**TASK BRIEF:** Format every line of the data below as a JSON list of strings, one string per line, leaving out blank lines.

________________________

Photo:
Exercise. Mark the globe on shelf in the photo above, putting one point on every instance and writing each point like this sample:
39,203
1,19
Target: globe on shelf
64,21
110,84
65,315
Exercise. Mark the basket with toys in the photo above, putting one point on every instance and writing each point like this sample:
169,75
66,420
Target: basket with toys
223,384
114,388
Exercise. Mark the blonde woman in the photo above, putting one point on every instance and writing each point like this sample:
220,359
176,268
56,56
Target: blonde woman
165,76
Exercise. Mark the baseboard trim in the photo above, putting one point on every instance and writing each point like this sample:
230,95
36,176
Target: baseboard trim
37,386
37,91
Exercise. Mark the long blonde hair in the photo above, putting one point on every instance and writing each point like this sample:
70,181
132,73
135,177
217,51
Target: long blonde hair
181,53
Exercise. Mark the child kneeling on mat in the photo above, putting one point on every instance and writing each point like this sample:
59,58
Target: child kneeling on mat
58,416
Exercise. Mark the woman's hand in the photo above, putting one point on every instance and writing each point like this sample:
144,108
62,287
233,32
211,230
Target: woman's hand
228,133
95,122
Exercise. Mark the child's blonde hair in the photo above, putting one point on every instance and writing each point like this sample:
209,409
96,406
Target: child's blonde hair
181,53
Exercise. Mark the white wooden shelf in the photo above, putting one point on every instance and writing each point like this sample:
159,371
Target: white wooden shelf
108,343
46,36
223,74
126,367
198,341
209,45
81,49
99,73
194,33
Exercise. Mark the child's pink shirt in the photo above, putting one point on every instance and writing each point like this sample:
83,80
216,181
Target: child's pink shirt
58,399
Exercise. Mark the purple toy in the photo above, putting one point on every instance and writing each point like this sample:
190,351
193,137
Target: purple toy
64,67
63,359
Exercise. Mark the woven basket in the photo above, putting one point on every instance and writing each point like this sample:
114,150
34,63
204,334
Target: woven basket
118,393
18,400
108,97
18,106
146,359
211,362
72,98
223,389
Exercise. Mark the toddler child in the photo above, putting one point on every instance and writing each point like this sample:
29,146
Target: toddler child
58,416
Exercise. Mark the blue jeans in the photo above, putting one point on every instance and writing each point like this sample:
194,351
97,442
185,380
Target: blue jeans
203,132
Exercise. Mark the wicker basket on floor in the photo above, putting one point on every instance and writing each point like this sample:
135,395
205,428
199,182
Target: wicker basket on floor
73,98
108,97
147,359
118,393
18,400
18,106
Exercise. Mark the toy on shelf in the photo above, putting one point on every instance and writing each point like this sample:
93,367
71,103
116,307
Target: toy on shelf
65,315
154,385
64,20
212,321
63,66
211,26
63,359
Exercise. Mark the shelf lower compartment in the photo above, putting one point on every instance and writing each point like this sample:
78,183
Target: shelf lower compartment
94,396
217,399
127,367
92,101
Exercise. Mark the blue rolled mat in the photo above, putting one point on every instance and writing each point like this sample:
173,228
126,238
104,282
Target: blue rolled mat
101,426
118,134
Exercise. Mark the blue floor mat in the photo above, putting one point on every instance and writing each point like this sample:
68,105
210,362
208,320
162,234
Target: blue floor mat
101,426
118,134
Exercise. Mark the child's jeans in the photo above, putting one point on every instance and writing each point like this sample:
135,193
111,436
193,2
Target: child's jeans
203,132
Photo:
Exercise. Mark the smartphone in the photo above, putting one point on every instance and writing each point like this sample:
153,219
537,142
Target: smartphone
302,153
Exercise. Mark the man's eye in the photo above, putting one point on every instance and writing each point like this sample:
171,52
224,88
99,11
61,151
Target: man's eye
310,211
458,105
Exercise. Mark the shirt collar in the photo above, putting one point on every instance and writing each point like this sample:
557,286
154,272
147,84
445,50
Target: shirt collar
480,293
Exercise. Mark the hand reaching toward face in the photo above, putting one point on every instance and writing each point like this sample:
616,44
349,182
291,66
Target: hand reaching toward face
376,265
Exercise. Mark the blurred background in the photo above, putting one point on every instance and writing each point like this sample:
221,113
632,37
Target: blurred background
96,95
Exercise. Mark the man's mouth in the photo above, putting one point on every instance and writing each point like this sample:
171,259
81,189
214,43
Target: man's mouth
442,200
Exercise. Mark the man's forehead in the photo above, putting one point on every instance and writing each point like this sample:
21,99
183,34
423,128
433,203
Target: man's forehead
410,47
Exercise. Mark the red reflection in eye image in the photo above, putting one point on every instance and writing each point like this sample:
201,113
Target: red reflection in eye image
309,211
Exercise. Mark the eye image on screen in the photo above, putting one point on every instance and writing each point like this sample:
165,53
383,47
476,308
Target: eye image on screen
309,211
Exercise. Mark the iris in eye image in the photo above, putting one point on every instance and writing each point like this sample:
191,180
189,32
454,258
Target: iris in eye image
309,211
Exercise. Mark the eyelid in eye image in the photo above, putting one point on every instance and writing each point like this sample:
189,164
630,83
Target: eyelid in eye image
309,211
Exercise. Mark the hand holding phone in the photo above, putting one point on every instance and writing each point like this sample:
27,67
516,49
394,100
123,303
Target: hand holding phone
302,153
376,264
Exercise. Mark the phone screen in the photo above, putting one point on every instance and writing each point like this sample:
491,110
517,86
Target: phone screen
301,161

________________________

**TASK OUTPUT:**
[
  "Photo:",
  "Exercise. Mark the globe on shelf in the photo above, putting one point on every instance and writing each point like this sample:",
  "39,203",
  "1,19",
  "Target: globe on shelf",
  "64,21",
  "110,84",
  "65,315",
  "Exercise. Mark the basket with toys in the photo above, putting one point on every instance and writing each point like this sample:",
  "169,75",
  "66,420",
  "Target: basket with toys",
  "223,384",
  "114,388",
  "Exercise. Mark the blonde woman in the photo above, putting one point on every instance and writing each point like this sample:",
  "220,359",
  "176,268",
  "56,56",
  "Target: blonde woman",
  "165,76",
  "Exercise. Mark the baseboard trim in the photo above, putting one point on every instance and writing each point like this sample:",
  "230,95",
  "36,176",
  "Target: baseboard trim",
  "37,386",
  "37,91",
  "Exercise. Mark the long blonde hair in the photo above, putting one point on every instance and writing each point like this sample:",
  "70,181",
  "132,73",
  "135,177",
  "217,51",
  "Target: long blonde hair",
  "181,53",
  "Exercise. Mark the child kneeling on mat in the photo above, putting one point on every instance and writing each point like this sample:",
  "59,58",
  "Target: child kneeling on mat",
  "58,416",
  "Exercise. Mark the woman's hand in the photo above, putting one point on every instance and writing each point like this sample:",
  "144,108",
  "62,287",
  "233,32",
  "211,230",
  "Target: woman's hand",
  "228,133",
  "95,122",
  "Exercise. Mark the child's blonde hair in the photo above, putting one point on every instance and writing each point like this sample:",
  "209,409",
  "96,406",
  "Target: child's blonde hair",
  "181,53",
  "Exercise. Mark the white wooden shelf in the photo above, putting one point on every instance and writing each point like this sample:",
  "159,371",
  "Target: white wooden shelf",
  "108,343",
  "46,36",
  "223,74",
  "126,367",
  "198,341",
  "209,45",
  "81,49",
  "99,73",
  "194,33",
  "Exercise. Mark the child's pink shirt in the photo above, putting one point on every instance and writing each point like this sample:",
  "83,80",
  "216,181",
  "Target: child's pink shirt",
  "58,399",
  "Exercise. Mark the purple toy in the photo above, putting one point on every instance and writing each point like this sample:",
  "190,351",
  "193,137",
  "Target: purple toy",
  "64,67",
  "63,359",
  "Exercise. Mark the woven basket in the photo above, putting one point on every instance and writing each point like this sample:",
  "114,150",
  "34,63",
  "204,334",
  "Target: woven basket",
  "118,393",
  "18,400",
  "108,97",
  "18,106",
  "146,359",
  "211,362",
  "72,98",
  "223,389",
  "Exercise. Mark the toddler child in the photo above, putting one point on every instance and writing each point like this sample:",
  "29,146",
  "Target: toddler child",
  "58,416",
  "Exercise. Mark the blue jeans in the photo above, putting one point on every instance and writing each point like this sample:",
  "194,351",
  "97,442",
  "185,380",
  "Target: blue jeans",
  "203,132",
  "Exercise. Mark the wicker basket on floor in the photo above, putting one point on every instance and writing each point like this sample:",
  "135,395",
  "205,428",
  "199,182",
  "Target: wicker basket on floor",
  "73,98",
  "108,97",
  "147,359",
  "118,393",
  "18,400",
  "18,106",
  "Exercise. Mark the toy on shelf in the photo above, putting one point on every instance and writing each point like this sample:",
  "93,367",
  "71,103",
  "116,307",
  "Target: toy on shelf",
  "65,315",
  "154,385",
  "64,20",
  "212,321",
  "63,66",
  "211,26",
  "63,359",
  "Exercise. Mark the shelf lower compartment in the photo above, putting one point on every instance and writing each point like this sample:",
  "78,183",
  "Target: shelf lower compartment",
  "94,396",
  "217,399",
  "127,367",
  "92,101",
  "Exercise. Mark the blue rolled mat in the photo above, putting one point on every instance and writing each point like this sample:",
  "173,228",
  "126,238",
  "104,282",
  "Target: blue rolled mat",
  "101,426",
  "118,134",
  "Exercise. Mark the blue floor mat in the photo above, putting one point on every instance and writing each point like this sample:",
  "68,105",
  "210,362",
  "208,320",
  "162,234",
  "Target: blue floor mat",
  "101,426",
  "118,134",
  "Exercise. Mark the child's jeans in the photo above, putting one point on every instance and writing each point like this sample:",
  "135,193",
  "111,436",
  "193,2",
  "Target: child's jeans",
  "203,132",
  "Photo:",
  "Exercise. Mark the smartphone in the photo above, putting one point on every instance and writing each point like this sample:",
  "153,219",
  "537,142",
  "Target: smartphone",
  "302,153",
  "Exercise. Mark the man's eye in the photo above, putting one point on every instance and writing each point like this sample:",
  "171,52",
  "224,88",
  "99,11",
  "61,151",
  "Target: man's eye",
  "310,211",
  "458,105",
  "Exercise. Mark the shirt collar in the photo above, putting one point on every instance and writing each point like this sample:",
  "557,286",
  "154,272",
  "147,84",
  "445,50",
  "Target: shirt collar",
  "480,293",
  "Exercise. Mark the hand reaching toward face in the photo above, putting one point on every instance and writing each point like this sample:",
  "616,44",
  "349,182",
  "291,66",
  "Target: hand reaching toward face",
  "376,265",
  "Exercise. Mark the blurred background in the photo above, putting one point on every instance and writing each point like this sample:",
  "221,113",
  "632,37",
  "Target: blurred background",
  "96,95",
  "Exercise. Mark the man's mouth in the photo above, putting one point on every instance and writing each point like this sample:",
  "171,259",
  "81,189",
  "214,43",
  "Target: man's mouth",
  "442,200",
  "Exercise. Mark the man's forehead in the photo above, putting one point on every instance and writing each point like this sample:",
  "21,99",
  "183,34",
  "423,128",
  "433,203",
  "Target: man's forehead",
  "410,47",
  "Exercise. Mark the red reflection in eye image in the photo above, putting one point on every instance and writing each point like this sample:",
  "201,113",
  "Target: red reflection in eye image",
  "309,211",
  "Exercise. Mark the eye image on screen in the photo above, putting one point on every instance and writing each point like this sample:",
  "165,53",
  "383,47",
  "476,308",
  "Target: eye image on screen",
  "309,211",
  "Exercise. Mark the iris in eye image in the photo above, putting one point on every instance and writing each point like this sample:",
  "191,180",
  "189,32",
  "454,258",
  "Target: iris in eye image",
  "309,211",
  "Exercise. Mark the eyelid in eye image in the photo above, putting one point on every instance and writing each point like this sample:",
  "189,164",
  "630,83",
  "Target: eyelid in eye image",
  "309,211",
  "Exercise. Mark the hand holding phone in the photo above, putting one point on every instance and writing each point like this sample:",
  "27,67",
  "516,49",
  "394,100",
  "123,303",
  "Target: hand holding phone",
  "302,153",
  "376,264",
  "Exercise. Mark the phone screen in the photo above, putting one point on every instance and writing each point like this sample:",
  "491,110",
  "517,86",
  "Target: phone screen",
  "301,161"
]